TASK DETAILS. Reproduce verbatim only the lines from the one containing "Where can the reed" through the last line below, both included.

#####

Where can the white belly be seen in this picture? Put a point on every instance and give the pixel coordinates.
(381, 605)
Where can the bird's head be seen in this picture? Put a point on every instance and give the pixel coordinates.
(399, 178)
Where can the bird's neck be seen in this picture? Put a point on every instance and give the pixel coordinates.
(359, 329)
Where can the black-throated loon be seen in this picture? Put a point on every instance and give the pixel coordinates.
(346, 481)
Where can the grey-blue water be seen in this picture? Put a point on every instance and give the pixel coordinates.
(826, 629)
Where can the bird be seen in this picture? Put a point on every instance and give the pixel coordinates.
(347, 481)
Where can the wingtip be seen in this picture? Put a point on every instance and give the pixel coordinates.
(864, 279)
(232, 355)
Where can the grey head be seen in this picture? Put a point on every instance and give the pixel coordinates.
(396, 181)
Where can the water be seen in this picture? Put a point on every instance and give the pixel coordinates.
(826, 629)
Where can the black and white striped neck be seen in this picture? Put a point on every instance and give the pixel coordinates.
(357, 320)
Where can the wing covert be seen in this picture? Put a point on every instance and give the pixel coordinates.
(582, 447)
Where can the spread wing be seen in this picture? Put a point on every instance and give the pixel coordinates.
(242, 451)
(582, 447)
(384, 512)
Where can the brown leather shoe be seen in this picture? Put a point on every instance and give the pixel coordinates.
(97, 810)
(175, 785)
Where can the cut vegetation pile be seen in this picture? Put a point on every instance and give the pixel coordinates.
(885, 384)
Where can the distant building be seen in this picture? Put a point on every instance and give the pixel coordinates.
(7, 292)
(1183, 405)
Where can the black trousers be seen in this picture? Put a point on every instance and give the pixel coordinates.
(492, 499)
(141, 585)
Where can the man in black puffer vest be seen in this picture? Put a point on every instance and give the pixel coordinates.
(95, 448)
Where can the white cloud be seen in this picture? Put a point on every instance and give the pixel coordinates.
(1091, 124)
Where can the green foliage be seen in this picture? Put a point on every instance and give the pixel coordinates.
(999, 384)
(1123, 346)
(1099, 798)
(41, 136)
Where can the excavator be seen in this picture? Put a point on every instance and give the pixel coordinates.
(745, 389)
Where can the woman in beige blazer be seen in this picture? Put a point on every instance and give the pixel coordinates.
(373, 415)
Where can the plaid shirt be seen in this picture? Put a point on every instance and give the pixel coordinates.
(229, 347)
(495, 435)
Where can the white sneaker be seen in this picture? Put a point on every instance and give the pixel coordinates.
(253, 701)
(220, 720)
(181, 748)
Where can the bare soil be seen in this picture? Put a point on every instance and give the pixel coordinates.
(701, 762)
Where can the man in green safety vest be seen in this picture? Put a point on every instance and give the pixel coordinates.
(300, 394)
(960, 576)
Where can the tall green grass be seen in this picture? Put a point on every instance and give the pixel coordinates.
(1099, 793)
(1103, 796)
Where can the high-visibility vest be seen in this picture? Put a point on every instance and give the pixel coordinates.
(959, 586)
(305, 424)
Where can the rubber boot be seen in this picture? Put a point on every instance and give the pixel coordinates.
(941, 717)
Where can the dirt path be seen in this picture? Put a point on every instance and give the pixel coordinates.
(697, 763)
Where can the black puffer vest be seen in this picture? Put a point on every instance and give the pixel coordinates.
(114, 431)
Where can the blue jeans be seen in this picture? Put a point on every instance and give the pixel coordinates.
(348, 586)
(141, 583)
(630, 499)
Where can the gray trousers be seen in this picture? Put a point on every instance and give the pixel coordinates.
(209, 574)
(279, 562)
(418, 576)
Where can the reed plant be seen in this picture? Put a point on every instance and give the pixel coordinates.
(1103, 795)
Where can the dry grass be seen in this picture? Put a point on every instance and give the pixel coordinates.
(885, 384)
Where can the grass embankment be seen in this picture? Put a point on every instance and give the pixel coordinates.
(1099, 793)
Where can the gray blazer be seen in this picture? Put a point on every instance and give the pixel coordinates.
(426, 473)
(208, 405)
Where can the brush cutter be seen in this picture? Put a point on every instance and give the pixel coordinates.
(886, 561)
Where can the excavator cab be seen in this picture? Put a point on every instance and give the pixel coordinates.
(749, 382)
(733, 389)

#####

FINAL RESULT.
Where can the reed plant be seen in this picture? Put a point on every instance and give the pixel coordinates.
(1103, 795)
Where can the dry grass be seen in this picture? Put a point on every instance and give the pixel coordinates.
(885, 384)
Where can the grass embankment be seen in this picture? Put a point on every instance and give the pixel coordinates.
(1099, 793)
Where can the gray blazer be seen in this picture? Put a point on every instance and give the pixel coordinates.
(426, 473)
(208, 405)
Where can the brush cutter be seen in this picture? Put a point on every instance and give the pixel coordinates.
(886, 561)
Where can the excavator cab be seen in this picture? Put a point on every instance and give the pixel coordinates.
(749, 382)
(733, 389)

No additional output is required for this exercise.